● SHORT EXERCISE 1: In the mailing list post, what does Alan Post want to run across the mmap space?

====================

[Top][All Lists]
[Date Prev][Date Next][Thread Prev][Thread Next][Date Index][Thread Index]
Re: [Chicken-users] using mmap files as strings?
From: |
Alan Post |
Subject: |
Re: [Chicken-users] using mmap files as strings? |
Date: |
Wed, 27 Oct 2010 09:23:18 -0600 |
On Wed, Oct 27, 2010 at 02:02:15PM +0200, Jörg F. Wittenberger wrote:
> Am Donnerstag, den 21.10.2010, 15:01 -0600 schrieb Alan Post:
> > So far so good, that is what I would expect. I'd like to work with
> > an mmap buffer like a string. Is it possible to create an object
> > that will treat the mmap area as a string that I can run regular
> > string operations on without copying the mmap buffer? I'm
> > specifically interested in running regular expressions across the
> > mmap space.
>
> Among other reasons this is one why I've been contemplating how one
> could intercept chicken's string handling.

====================

● SHORT EXERCISE 2: Format the stretch of rows from the line that contains "the black long-sleeve" through the line that contains "column 475, row 294" as a Markdown table with the columns Number and Row line. Number each line and leave out blank lines.

Named object pointing rows:
====================

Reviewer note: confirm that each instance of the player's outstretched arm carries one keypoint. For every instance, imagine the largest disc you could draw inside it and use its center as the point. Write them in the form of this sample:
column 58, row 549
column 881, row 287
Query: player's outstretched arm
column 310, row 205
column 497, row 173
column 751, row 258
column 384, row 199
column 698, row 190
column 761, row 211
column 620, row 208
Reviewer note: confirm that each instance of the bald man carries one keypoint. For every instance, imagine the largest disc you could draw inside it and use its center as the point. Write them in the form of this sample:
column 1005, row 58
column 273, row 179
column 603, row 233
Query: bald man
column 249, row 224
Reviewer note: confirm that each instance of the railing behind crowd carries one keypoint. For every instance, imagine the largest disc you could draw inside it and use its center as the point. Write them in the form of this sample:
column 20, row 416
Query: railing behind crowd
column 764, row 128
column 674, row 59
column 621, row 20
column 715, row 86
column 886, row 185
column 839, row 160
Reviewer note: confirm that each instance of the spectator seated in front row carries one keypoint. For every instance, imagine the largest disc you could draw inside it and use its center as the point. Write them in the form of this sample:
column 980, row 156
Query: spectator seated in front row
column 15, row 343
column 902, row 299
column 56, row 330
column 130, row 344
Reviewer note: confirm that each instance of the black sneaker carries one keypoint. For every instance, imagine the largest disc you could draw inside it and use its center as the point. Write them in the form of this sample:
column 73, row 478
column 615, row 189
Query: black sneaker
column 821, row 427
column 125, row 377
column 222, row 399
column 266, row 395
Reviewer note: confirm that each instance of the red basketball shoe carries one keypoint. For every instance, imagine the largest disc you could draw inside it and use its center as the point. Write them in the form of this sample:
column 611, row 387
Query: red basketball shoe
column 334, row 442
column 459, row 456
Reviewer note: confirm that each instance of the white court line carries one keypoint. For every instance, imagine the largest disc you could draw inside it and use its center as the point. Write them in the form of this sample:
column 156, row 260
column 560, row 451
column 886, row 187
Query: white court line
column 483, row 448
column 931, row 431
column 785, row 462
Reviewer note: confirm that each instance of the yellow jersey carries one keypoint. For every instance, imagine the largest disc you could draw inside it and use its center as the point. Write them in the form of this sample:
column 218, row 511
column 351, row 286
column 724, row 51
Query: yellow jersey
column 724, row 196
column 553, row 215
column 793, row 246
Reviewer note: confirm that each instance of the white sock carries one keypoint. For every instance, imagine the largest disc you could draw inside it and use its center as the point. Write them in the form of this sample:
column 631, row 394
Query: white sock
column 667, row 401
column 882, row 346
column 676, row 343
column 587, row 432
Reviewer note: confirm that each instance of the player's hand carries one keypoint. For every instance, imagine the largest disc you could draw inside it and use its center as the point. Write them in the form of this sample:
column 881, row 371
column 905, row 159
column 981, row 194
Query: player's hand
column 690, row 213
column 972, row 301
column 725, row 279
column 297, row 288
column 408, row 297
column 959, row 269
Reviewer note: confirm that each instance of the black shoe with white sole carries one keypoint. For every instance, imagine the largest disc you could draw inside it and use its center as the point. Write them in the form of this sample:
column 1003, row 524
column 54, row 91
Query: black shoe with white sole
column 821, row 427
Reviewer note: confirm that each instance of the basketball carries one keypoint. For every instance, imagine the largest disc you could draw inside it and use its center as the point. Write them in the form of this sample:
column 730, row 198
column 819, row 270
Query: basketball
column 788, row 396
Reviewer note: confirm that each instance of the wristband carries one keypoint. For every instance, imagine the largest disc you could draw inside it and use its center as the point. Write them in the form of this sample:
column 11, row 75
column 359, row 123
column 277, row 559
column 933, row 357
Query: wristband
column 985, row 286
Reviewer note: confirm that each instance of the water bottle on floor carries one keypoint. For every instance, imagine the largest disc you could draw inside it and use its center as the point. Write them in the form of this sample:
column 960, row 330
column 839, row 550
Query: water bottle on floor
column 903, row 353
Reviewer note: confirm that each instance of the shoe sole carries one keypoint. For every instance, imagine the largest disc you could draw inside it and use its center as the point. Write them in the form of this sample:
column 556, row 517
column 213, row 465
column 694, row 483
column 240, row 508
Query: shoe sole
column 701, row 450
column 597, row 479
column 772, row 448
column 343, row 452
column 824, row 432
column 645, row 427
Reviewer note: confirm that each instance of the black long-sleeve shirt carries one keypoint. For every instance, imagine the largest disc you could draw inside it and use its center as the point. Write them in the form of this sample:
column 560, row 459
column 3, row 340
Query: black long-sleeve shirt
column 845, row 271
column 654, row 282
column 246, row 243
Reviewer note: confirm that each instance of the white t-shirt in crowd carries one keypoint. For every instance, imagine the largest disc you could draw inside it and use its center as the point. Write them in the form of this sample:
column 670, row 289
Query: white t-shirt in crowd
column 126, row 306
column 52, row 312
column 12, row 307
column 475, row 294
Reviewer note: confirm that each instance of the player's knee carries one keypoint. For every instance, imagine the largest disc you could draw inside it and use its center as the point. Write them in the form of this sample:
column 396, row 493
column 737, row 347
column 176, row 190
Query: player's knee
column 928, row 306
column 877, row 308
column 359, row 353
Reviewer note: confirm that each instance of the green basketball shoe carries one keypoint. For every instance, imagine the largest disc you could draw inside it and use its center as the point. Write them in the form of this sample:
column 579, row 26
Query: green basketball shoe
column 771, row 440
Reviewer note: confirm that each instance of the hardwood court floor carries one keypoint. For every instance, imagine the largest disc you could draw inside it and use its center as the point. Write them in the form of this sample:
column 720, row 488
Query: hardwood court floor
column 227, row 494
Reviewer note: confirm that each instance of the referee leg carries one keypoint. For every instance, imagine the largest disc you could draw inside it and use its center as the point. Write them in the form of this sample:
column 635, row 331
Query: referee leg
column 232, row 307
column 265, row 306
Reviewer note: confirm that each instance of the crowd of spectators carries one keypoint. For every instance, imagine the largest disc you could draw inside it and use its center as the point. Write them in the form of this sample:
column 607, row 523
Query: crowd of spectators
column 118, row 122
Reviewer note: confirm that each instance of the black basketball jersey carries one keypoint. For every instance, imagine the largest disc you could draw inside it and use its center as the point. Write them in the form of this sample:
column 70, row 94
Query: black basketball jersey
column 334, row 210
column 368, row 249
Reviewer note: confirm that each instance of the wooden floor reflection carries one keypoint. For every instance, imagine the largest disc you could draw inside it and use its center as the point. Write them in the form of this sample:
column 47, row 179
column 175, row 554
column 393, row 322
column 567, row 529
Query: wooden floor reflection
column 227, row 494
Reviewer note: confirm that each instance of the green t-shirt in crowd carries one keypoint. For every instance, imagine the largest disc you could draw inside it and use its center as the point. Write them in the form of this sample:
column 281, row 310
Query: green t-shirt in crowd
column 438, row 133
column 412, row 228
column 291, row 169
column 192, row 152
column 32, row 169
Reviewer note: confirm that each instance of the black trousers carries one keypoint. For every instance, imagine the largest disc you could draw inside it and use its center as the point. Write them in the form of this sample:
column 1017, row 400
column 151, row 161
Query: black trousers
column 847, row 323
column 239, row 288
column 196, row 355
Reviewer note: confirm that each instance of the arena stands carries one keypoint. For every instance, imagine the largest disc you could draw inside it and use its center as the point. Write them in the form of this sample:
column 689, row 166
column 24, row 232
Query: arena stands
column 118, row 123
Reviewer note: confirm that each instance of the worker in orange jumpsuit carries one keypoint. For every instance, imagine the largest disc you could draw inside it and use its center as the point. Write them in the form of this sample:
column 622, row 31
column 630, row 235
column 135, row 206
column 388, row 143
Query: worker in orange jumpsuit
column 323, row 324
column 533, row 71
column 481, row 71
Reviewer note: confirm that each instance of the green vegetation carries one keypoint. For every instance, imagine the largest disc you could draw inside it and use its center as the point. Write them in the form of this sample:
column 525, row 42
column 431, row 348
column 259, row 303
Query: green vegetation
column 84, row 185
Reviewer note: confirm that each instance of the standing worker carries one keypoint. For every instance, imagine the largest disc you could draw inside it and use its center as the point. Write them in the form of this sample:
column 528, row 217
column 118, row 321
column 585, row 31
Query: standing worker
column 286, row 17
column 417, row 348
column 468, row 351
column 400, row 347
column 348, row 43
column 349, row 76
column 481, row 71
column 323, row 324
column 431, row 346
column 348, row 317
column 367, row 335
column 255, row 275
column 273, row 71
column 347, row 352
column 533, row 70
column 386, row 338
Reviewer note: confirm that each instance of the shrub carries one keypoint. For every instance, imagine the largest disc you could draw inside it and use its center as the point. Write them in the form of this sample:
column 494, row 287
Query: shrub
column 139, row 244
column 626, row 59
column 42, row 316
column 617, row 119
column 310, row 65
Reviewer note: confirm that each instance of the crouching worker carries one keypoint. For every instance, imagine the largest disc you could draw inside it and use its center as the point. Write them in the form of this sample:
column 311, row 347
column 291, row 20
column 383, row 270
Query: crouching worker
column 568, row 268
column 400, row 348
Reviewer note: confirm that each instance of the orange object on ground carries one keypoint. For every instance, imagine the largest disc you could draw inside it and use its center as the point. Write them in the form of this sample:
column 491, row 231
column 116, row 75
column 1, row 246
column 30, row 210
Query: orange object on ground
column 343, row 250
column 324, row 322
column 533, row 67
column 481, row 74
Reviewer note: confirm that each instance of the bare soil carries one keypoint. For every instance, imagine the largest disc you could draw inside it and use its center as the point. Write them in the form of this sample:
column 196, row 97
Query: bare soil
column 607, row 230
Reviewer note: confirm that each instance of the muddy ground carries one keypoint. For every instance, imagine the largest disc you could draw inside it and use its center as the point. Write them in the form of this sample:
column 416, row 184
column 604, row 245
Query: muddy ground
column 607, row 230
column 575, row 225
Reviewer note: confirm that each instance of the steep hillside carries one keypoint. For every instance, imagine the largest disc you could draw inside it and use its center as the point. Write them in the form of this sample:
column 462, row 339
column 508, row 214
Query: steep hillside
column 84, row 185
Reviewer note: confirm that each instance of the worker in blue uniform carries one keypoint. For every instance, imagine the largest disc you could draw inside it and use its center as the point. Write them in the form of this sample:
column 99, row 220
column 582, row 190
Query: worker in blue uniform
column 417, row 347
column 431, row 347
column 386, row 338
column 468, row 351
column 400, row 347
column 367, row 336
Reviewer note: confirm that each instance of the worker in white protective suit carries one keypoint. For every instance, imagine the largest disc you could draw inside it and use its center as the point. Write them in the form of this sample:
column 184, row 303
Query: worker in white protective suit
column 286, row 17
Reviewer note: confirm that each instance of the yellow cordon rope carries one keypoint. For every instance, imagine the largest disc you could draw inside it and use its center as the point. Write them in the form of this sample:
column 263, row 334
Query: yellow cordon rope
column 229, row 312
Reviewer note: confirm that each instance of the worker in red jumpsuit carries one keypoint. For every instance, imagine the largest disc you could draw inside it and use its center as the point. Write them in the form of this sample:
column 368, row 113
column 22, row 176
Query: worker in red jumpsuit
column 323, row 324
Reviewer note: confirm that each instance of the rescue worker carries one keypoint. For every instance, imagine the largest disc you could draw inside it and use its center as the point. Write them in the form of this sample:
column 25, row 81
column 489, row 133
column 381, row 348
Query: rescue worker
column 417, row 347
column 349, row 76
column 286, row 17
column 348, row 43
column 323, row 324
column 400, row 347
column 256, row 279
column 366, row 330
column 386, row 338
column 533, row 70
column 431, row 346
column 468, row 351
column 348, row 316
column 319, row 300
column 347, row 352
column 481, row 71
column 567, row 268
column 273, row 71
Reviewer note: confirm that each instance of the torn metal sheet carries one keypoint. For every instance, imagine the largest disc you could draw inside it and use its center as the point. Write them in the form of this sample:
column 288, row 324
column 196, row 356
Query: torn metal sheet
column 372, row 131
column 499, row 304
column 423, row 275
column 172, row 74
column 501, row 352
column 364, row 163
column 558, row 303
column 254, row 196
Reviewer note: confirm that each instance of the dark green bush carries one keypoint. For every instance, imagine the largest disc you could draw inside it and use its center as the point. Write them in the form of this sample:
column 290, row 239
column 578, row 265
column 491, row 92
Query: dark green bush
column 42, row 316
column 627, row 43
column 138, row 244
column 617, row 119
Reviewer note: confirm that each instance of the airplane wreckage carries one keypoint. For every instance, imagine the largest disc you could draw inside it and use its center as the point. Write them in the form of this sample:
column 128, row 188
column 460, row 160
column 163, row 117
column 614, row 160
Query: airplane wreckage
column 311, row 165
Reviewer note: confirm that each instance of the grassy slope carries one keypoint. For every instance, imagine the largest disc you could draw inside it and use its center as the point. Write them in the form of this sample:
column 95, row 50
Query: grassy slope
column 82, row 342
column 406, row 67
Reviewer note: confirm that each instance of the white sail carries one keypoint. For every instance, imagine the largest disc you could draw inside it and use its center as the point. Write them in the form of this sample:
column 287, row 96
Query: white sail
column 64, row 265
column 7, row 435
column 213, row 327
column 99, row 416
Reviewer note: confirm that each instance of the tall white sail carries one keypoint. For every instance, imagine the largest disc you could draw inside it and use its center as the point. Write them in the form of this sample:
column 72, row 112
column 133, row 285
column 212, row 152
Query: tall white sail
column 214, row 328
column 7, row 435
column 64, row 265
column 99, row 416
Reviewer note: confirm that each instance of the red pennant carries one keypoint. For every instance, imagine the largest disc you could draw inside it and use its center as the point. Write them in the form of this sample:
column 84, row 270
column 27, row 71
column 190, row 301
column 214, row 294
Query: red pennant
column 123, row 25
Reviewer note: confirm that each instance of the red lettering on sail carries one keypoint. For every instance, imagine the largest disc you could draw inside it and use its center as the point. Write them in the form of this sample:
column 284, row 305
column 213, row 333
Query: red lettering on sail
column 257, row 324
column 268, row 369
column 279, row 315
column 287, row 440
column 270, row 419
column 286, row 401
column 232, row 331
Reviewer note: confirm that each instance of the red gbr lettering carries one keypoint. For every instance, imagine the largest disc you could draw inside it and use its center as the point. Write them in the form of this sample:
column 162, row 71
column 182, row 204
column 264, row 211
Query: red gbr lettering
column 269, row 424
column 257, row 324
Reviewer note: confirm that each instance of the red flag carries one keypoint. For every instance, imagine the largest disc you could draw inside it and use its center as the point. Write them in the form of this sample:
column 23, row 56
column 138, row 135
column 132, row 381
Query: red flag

====================

● CORRECT OUTPUT 1: Regular expressions.

● CORRECT OUTPUT 2:
| Number | Row line |
|---|---|
| 1 | Reviewer note: confirm that each instance of the black long-sleeve shirt carries one keypoint. For every instance, imagine the largest disc you could draw inside it and use its center as the point. Write them in the form of this sample: |
| 2 | column 560, row 459 |
| 3 | column 3, row 340 |
| 4 | Query: black long-sleeve shirt |
| 5 | column 845, row 271 |
| 6 | column 654, row 282 |
| 7 | column 246, row 243 |
| 8 | Reviewer note: confirm that each instance of the white t-shirt in crowd carries one keypoint. For every instance, imagine the largest disc you could draw inside it and use its center as the point. Write them in the form of this sample: |
| 9 | column 670, row 289 |
| 10 | Query: white t-shirt in crowd |
| 11 | column 126, row 306 |
| 12 | column 52, row 312 |
| 13 | column 12, row 307 |
| 14 | column 475, row 294 |